## 题目详情
把下面这份清单整个改写成编号列表，空行不要。

源数据:

- - -

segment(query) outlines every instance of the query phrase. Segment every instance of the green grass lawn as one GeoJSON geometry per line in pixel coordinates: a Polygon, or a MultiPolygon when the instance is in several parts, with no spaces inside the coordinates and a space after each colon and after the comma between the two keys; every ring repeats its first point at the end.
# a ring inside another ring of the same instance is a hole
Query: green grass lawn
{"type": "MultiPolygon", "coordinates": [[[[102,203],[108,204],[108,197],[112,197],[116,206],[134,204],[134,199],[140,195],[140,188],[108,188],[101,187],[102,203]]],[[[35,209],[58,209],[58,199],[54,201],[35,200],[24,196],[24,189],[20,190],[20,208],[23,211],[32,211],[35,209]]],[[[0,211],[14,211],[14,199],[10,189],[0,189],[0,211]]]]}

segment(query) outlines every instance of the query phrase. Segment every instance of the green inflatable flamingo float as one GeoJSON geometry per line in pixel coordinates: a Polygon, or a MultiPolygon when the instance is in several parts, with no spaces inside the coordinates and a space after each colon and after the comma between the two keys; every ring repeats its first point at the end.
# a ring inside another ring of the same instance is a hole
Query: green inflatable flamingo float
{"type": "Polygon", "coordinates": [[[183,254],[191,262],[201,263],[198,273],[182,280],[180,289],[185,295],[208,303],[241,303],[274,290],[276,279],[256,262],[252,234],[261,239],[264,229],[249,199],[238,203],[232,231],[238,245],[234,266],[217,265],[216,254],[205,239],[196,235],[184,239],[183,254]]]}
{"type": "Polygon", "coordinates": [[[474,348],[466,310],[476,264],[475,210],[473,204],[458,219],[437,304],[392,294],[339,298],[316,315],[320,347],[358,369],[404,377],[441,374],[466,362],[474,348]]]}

- - -

## 完整回答
1. segment(query) outlines every instance of the query phrase. Segment every instance of the green grass lawn as one GeoJSON geometry per line in pixel coordinates: a Polygon, or a MultiPolygon when the instance is in several parts, with no spaces inside the coordinates and a space after each colon and after the comma between the two keys; every ring repeats its first point at the end.
2. # a ring inside another ring of the same instance is a hole
3. Query: green grass lawn
4. {"type": "MultiPolygon", "coordinates": [[[[102,203],[108,204],[108,197],[112,197],[116,206],[134,204],[134,199],[140,195],[140,188],[108,188],[101,187],[102,203]]],[[[35,209],[58,209],[58,199],[54,201],[35,200],[24,196],[24,189],[20,190],[20,208],[23,211],[32,211],[35,209]]],[[[0,211],[14,211],[14,199],[10,189],[0,189],[0,211]]]]}
5. segment(query) outlines every instance of the query phrase. Segment every instance of the green inflatable flamingo float as one GeoJSON geometry per line in pixel coordinates: a Polygon, or a MultiPolygon when the instance is in several parts, with no spaces inside the coordinates and a space after each colon and after the comma between the two keys; every ring repeats its first point at the end.
6. # a ring inside another ring of the same instance is a hole
7. Query: green inflatable flamingo float
8. {"type": "Polygon", "coordinates": [[[183,254],[191,262],[201,263],[198,273],[182,280],[180,289],[185,295],[208,303],[241,303],[274,290],[276,279],[256,262],[252,234],[261,239],[264,229],[249,199],[238,203],[232,231],[238,245],[234,266],[217,265],[216,254],[205,239],[196,235],[184,239],[183,254]]]}
9. {"type": "Polygon", "coordinates": [[[474,348],[466,310],[476,264],[475,210],[473,204],[458,219],[437,304],[392,294],[339,298],[316,315],[320,347],[358,369],[404,377],[441,374],[466,362],[474,348]]]}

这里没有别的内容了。